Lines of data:
begin

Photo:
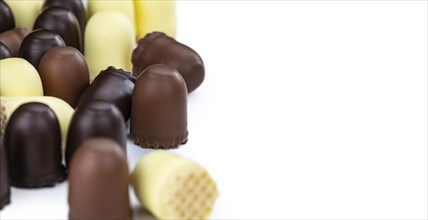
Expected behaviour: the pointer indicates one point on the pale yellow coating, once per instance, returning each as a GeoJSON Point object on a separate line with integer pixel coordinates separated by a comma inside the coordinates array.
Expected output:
{"type": "Point", "coordinates": [173, 187]}
{"type": "Point", "coordinates": [62, 110]}
{"type": "Point", "coordinates": [124, 6]}
{"type": "Point", "coordinates": [19, 78]}
{"type": "Point", "coordinates": [25, 12]}
{"type": "Point", "coordinates": [109, 41]}
{"type": "Point", "coordinates": [155, 16]}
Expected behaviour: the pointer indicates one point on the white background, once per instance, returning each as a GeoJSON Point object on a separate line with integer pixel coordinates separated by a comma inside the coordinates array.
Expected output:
{"type": "Point", "coordinates": [312, 109]}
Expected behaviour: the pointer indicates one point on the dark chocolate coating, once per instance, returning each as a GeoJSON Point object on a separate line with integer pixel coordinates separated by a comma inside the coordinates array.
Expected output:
{"type": "Point", "coordinates": [63, 22]}
{"type": "Point", "coordinates": [4, 179]}
{"type": "Point", "coordinates": [158, 48]}
{"type": "Point", "coordinates": [13, 39]}
{"type": "Point", "coordinates": [159, 108]}
{"type": "Point", "coordinates": [96, 118]}
{"type": "Point", "coordinates": [7, 22]}
{"type": "Point", "coordinates": [4, 51]}
{"type": "Point", "coordinates": [98, 181]}
{"type": "Point", "coordinates": [33, 144]}
{"type": "Point", "coordinates": [35, 45]}
{"type": "Point", "coordinates": [76, 6]}
{"type": "Point", "coordinates": [113, 85]}
{"type": "Point", "coordinates": [64, 74]}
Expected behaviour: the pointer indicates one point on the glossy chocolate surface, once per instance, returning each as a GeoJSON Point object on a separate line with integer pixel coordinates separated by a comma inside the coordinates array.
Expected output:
{"type": "Point", "coordinates": [159, 108]}
{"type": "Point", "coordinates": [37, 43]}
{"type": "Point", "coordinates": [95, 118]}
{"type": "Point", "coordinates": [7, 22]}
{"type": "Point", "coordinates": [33, 144]}
{"type": "Point", "coordinates": [13, 39]}
{"type": "Point", "coordinates": [4, 51]}
{"type": "Point", "coordinates": [98, 181]}
{"type": "Point", "coordinates": [4, 179]}
{"type": "Point", "coordinates": [64, 74]}
{"type": "Point", "coordinates": [76, 6]}
{"type": "Point", "coordinates": [113, 85]}
{"type": "Point", "coordinates": [63, 22]}
{"type": "Point", "coordinates": [158, 48]}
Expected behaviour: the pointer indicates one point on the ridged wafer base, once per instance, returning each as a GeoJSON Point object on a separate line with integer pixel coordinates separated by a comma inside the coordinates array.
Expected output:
{"type": "Point", "coordinates": [173, 187]}
{"type": "Point", "coordinates": [189, 194]}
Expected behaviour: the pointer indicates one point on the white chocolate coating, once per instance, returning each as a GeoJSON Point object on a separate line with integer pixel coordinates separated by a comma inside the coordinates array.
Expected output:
{"type": "Point", "coordinates": [173, 187]}
{"type": "Point", "coordinates": [25, 12]}
{"type": "Point", "coordinates": [62, 110]}
{"type": "Point", "coordinates": [19, 78]}
{"type": "Point", "coordinates": [109, 41]}
{"type": "Point", "coordinates": [155, 16]}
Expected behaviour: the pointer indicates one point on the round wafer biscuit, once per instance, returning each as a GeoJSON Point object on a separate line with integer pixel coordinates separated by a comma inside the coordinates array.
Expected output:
{"type": "Point", "coordinates": [173, 187]}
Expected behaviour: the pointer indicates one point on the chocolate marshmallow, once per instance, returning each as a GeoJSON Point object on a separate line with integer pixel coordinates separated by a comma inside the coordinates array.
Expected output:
{"type": "Point", "coordinates": [4, 51]}
{"type": "Point", "coordinates": [98, 181]}
{"type": "Point", "coordinates": [33, 144]}
{"type": "Point", "coordinates": [76, 6]}
{"type": "Point", "coordinates": [64, 74]}
{"type": "Point", "coordinates": [13, 39]}
{"type": "Point", "coordinates": [158, 48]}
{"type": "Point", "coordinates": [159, 108]}
{"type": "Point", "coordinates": [113, 85]}
{"type": "Point", "coordinates": [63, 22]}
{"type": "Point", "coordinates": [6, 17]}
{"type": "Point", "coordinates": [95, 118]}
{"type": "Point", "coordinates": [4, 178]}
{"type": "Point", "coordinates": [37, 43]}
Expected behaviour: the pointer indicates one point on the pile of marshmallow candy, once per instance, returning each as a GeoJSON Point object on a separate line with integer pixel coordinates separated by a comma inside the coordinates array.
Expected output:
{"type": "Point", "coordinates": [78, 78]}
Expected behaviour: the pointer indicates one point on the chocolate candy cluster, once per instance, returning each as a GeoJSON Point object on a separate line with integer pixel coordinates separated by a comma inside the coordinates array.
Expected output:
{"type": "Point", "coordinates": [71, 78]}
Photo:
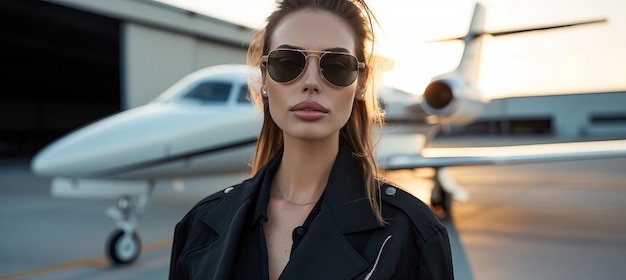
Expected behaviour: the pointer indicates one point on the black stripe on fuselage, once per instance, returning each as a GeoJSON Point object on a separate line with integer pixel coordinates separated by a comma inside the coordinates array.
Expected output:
{"type": "Point", "coordinates": [161, 161]}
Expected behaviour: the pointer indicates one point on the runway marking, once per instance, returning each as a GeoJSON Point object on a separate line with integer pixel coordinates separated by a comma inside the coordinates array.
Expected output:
{"type": "Point", "coordinates": [100, 262]}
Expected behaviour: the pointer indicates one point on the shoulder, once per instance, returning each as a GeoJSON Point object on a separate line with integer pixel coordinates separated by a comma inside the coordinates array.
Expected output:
{"type": "Point", "coordinates": [212, 200]}
{"type": "Point", "coordinates": [405, 205]}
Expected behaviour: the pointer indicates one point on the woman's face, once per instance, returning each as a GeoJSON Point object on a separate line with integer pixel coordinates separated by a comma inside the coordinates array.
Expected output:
{"type": "Point", "coordinates": [309, 107]}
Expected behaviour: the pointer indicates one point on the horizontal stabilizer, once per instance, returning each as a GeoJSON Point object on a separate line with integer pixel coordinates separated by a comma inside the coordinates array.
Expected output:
{"type": "Point", "coordinates": [462, 156]}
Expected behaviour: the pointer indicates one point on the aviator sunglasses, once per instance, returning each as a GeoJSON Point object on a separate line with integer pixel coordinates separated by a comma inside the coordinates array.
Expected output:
{"type": "Point", "coordinates": [286, 65]}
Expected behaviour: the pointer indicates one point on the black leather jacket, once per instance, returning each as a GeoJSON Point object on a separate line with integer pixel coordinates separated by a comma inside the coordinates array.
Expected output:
{"type": "Point", "coordinates": [343, 242]}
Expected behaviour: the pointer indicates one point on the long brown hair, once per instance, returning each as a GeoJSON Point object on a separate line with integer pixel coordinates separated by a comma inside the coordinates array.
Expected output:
{"type": "Point", "coordinates": [366, 112]}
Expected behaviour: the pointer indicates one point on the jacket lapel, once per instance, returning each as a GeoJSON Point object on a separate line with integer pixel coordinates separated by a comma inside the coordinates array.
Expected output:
{"type": "Point", "coordinates": [214, 259]}
{"type": "Point", "coordinates": [324, 252]}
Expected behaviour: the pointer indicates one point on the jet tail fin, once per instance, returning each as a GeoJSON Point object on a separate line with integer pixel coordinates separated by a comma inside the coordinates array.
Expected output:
{"type": "Point", "coordinates": [470, 60]}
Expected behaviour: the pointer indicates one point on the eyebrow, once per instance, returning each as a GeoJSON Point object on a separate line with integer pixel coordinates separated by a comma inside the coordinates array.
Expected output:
{"type": "Point", "coordinates": [335, 49]}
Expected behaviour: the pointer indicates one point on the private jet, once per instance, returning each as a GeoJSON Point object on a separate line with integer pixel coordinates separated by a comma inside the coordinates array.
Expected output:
{"type": "Point", "coordinates": [205, 124]}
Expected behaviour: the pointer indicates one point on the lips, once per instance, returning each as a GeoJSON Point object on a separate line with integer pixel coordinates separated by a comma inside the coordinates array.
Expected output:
{"type": "Point", "coordinates": [309, 106]}
{"type": "Point", "coordinates": [309, 111]}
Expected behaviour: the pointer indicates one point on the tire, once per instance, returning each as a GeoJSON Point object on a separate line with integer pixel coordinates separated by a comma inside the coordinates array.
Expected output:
{"type": "Point", "coordinates": [123, 249]}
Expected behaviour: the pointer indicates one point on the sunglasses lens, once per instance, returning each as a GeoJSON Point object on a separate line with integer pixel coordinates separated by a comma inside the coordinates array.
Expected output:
{"type": "Point", "coordinates": [285, 65]}
{"type": "Point", "coordinates": [339, 69]}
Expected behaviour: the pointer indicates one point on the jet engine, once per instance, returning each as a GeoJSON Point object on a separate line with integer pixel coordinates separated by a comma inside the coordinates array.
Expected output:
{"type": "Point", "coordinates": [453, 101]}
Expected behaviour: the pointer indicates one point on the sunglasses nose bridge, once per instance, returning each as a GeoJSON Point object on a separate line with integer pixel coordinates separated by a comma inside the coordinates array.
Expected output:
{"type": "Point", "coordinates": [317, 71]}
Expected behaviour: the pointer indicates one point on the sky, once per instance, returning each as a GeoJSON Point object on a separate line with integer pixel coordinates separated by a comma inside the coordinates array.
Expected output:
{"type": "Point", "coordinates": [590, 58]}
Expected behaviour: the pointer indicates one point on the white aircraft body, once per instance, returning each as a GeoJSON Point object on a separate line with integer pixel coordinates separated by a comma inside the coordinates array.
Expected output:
{"type": "Point", "coordinates": [204, 124]}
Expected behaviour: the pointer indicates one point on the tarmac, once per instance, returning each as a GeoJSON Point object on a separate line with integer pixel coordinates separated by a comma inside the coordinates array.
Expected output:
{"type": "Point", "coordinates": [561, 220]}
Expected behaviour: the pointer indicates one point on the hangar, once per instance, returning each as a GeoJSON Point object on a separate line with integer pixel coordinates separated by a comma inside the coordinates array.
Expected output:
{"type": "Point", "coordinates": [70, 62]}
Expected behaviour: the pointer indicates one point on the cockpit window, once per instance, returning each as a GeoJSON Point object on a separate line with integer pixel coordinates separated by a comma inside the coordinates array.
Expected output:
{"type": "Point", "coordinates": [210, 92]}
{"type": "Point", "coordinates": [244, 95]}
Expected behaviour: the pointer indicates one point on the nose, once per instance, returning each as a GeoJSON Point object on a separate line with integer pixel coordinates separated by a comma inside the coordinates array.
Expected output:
{"type": "Point", "coordinates": [312, 75]}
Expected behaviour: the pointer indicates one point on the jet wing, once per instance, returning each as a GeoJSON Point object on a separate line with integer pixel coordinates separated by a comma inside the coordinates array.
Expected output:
{"type": "Point", "coordinates": [461, 156]}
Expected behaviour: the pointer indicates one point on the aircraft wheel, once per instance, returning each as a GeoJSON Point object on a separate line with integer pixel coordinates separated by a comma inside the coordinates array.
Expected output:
{"type": "Point", "coordinates": [123, 248]}
{"type": "Point", "coordinates": [441, 202]}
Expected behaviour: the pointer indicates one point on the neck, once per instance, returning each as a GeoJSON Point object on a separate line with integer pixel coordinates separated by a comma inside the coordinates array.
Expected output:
{"type": "Point", "coordinates": [304, 170]}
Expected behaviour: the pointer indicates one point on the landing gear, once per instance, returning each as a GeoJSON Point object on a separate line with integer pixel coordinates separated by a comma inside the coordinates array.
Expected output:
{"type": "Point", "coordinates": [445, 189]}
{"type": "Point", "coordinates": [124, 245]}
{"type": "Point", "coordinates": [440, 199]}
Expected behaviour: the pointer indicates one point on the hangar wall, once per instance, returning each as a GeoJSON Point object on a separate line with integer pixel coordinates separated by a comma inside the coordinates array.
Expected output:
{"type": "Point", "coordinates": [154, 59]}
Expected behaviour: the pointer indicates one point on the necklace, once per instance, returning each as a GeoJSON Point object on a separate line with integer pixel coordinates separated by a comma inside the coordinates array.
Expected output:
{"type": "Point", "coordinates": [299, 204]}
{"type": "Point", "coordinates": [282, 196]}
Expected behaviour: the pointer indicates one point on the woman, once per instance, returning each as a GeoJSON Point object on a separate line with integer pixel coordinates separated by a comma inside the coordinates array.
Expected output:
{"type": "Point", "coordinates": [316, 207]}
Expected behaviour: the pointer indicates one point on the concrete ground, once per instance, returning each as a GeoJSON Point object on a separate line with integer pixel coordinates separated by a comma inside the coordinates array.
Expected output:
{"type": "Point", "coordinates": [564, 220]}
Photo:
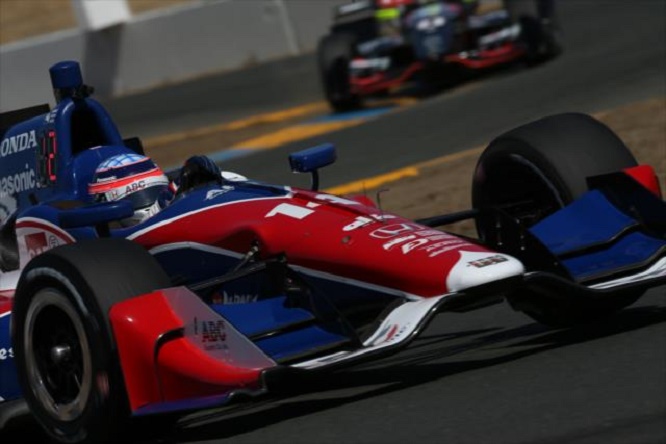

end

**TASK DESCRIPTION**
Please collect every line in the items above that contains the word "jacket".

**RESULT OF THIS TASK**
Expected behaviour: the pointer indicates one point on the black leather jacket, once per instance, returning each as a GeoJSON Point object on a separate line with integer pixel coordinates separated by a comma inside the coordinates array.
Expected behaviour: the pointer indicates one point on the jacket lapel, once per instance, returning each as a GeoJSON Point object on a separate line with integer pixel coordinates separated by a comma inside the coordinates array.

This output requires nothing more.